- _WHAT NEEDS TO BE DONE_
Please transcribe the entries below exactly and leave out every picture.

- _Point-per-instance localization data_
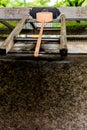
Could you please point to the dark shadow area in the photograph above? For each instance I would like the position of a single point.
(42, 95)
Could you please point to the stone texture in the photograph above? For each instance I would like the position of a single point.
(42, 95)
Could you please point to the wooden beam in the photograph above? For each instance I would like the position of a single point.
(71, 13)
(8, 44)
(63, 38)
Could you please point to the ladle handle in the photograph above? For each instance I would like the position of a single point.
(37, 48)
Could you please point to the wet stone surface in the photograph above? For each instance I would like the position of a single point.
(42, 95)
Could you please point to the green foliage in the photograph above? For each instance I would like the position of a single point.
(74, 2)
(4, 3)
(38, 3)
(21, 3)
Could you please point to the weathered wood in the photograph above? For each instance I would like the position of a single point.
(7, 24)
(39, 41)
(7, 45)
(71, 13)
(63, 38)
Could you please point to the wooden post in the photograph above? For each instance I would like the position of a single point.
(8, 43)
(63, 39)
(39, 41)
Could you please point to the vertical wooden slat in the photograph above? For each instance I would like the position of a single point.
(39, 41)
(63, 38)
(8, 43)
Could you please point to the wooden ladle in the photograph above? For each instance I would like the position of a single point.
(42, 17)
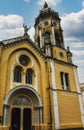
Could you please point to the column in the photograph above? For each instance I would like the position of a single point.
(5, 116)
(54, 95)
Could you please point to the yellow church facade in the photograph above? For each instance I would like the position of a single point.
(39, 87)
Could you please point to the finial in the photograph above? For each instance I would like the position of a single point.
(26, 29)
(45, 5)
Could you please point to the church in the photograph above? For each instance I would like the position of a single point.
(39, 88)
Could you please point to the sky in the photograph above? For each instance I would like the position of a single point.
(14, 13)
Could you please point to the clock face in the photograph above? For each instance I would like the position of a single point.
(24, 60)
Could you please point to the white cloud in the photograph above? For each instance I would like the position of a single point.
(10, 26)
(50, 2)
(32, 33)
(26, 0)
(73, 25)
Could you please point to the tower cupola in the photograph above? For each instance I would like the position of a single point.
(48, 32)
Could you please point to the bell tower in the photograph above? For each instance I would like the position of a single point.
(48, 32)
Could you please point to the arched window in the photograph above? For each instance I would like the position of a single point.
(38, 41)
(17, 74)
(57, 39)
(29, 75)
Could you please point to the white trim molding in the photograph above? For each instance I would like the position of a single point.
(79, 96)
(54, 94)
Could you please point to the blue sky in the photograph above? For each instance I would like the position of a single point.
(13, 13)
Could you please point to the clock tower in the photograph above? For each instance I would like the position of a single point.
(48, 32)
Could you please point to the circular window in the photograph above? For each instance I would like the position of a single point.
(54, 23)
(24, 60)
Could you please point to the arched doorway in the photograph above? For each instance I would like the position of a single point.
(22, 108)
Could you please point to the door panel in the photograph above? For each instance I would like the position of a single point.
(15, 119)
(27, 119)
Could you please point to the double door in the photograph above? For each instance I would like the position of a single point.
(21, 119)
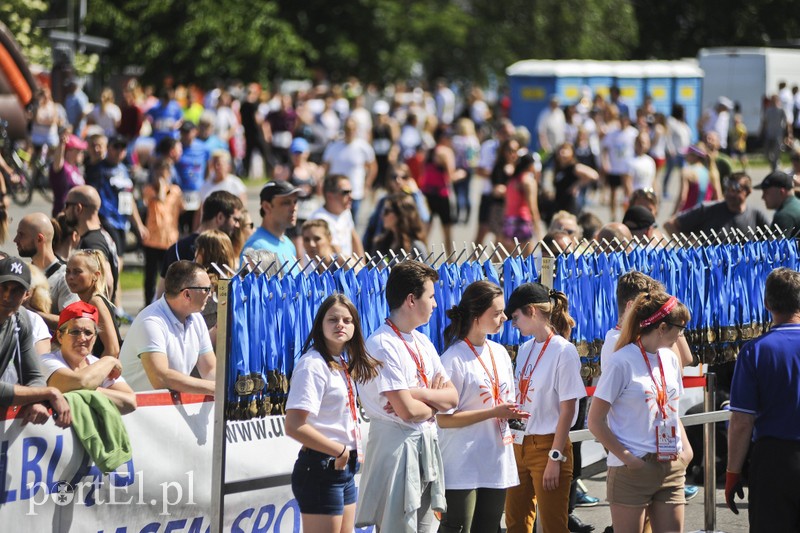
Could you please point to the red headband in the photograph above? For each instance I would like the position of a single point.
(665, 310)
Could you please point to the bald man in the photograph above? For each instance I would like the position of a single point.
(34, 239)
(82, 210)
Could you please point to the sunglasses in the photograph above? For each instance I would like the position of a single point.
(205, 290)
(77, 332)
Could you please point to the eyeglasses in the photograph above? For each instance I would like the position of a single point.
(205, 290)
(679, 326)
(88, 333)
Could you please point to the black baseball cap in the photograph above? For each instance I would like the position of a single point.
(527, 293)
(638, 217)
(273, 189)
(776, 179)
(14, 269)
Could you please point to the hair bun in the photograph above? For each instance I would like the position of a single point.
(454, 313)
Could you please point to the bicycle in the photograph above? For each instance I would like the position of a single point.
(18, 181)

- _YOUR SOLUTION_
Could you please point to the dark shadow area in the photograph above? For each instance I would like the position of a single point.
(42, 95)
Could you please point to the stone texture in the photograph above? For each instance I would like the position of a single point.
(42, 95)
Could you please point to the wooden beam in the photograph above? For each instance I would like the position of a single point.
(71, 13)
(8, 44)
(63, 38)
Could you please point to the ladle handle in the photograph above? For each instance I would like the position of a single point.
(37, 48)
Could you please point to the wet stone surface in the photograph above? For each instance I would like the position of a single point.
(42, 95)
Could you please point to the green foliage in the photograph above? For each instance I would like the position of a single point.
(74, 2)
(4, 3)
(38, 3)
(21, 3)
Could you please point to the weathered wood in the photograph above? For each instance I would like the position of a single point.
(7, 24)
(39, 41)
(7, 45)
(71, 13)
(63, 38)
Could you please point to the wooden post in the photograph above? For each instance I would like the position of a single point.
(8, 43)
(63, 39)
(39, 41)
Could you please point to the vertical wooden slat in the photograph above? For each instance I would like the position of a single point.
(39, 41)
(63, 38)
(8, 43)
Could you please point to the wooden ladle in the photograph above? For each instance I would like the position of a single point.
(42, 17)
Could you please point to the column in the photograph above? For each instance I would like the position of a single point.
(5, 116)
(54, 95)
Could you please point to the yellow church facade in the photograph above? For each instance I would like the position of a single point.
(39, 87)
Could you please point to the finial in the photograph above? For each instance I would like the position of a single point.
(26, 29)
(45, 5)
Could you please point to the church in the photograph above? For each instance I would like the position of a single point.
(39, 88)
Could you please point to the sky in the photograph above? For each instance I would like the position of a single point.
(14, 13)
Could you please point to the clock face in the photograph above? For each instance I would like the position of a single point.
(24, 60)
Could you please point to the white cloud in the photograph above? For each instance I would like the position of a single point.
(10, 26)
(50, 2)
(32, 33)
(26, 0)
(73, 25)
Could you please point to the tower cupola in the photograph above? For each instance I would like the position of a single point.
(48, 32)
Could you please point to the bell tower in the photograph above? For each instance I would like the position of a single point.
(48, 32)
Could you please point to the arched window in the photograph above? For each instance I would like the position of a single point.
(38, 41)
(17, 74)
(57, 39)
(29, 75)
Could you please point to the white trim molding in the photograph above? For each instance I would like the position of a single point.
(79, 96)
(54, 94)
Could you please point to the blue sky in the photograph above? For each instance I would like the position of a single point.
(13, 13)
Could you please point to the clock tower in the photograph above? For each instance I would like the position of a single point.
(48, 32)
Could you please point to the circular window in the photograph above? For each instance I would like the position of a single point.
(54, 23)
(24, 60)
Could you please point to the arched doorway in the photograph above? For each instance I would like the position of a single point.
(22, 108)
Could you please point to the door panel in the photograph above? For each instance I would like the position of a single point.
(15, 119)
(27, 119)
Could you please point to the double door in the photograph above? For each instance I would like the position of a single point.
(21, 119)
Could you please point to the red headband in the photograph above? For each instance I would like the position of a single point.
(665, 310)
Could you please point to the bald man in the photograph above? For each instance I would like the position of a single point.
(34, 239)
(82, 210)
Could you please point to the sunglasses in the photograph above? For each instance I would like the position of a single point.
(205, 290)
(77, 332)
Could you please point to the eyeglasses in the photograph above? For each instance I would like the position of a single point.
(205, 290)
(679, 326)
(88, 333)
Could you please point to the black baseball cap in the photograph above? For each instance I would like the position of a single point.
(527, 293)
(638, 217)
(273, 189)
(776, 179)
(14, 269)
Could you please point to the hair bun in the photograph above? For each instance I would like the position of a single point.
(454, 313)
Could you please point to the bicycle in the photograph above? For each instance I would like the position of a single point.
(18, 181)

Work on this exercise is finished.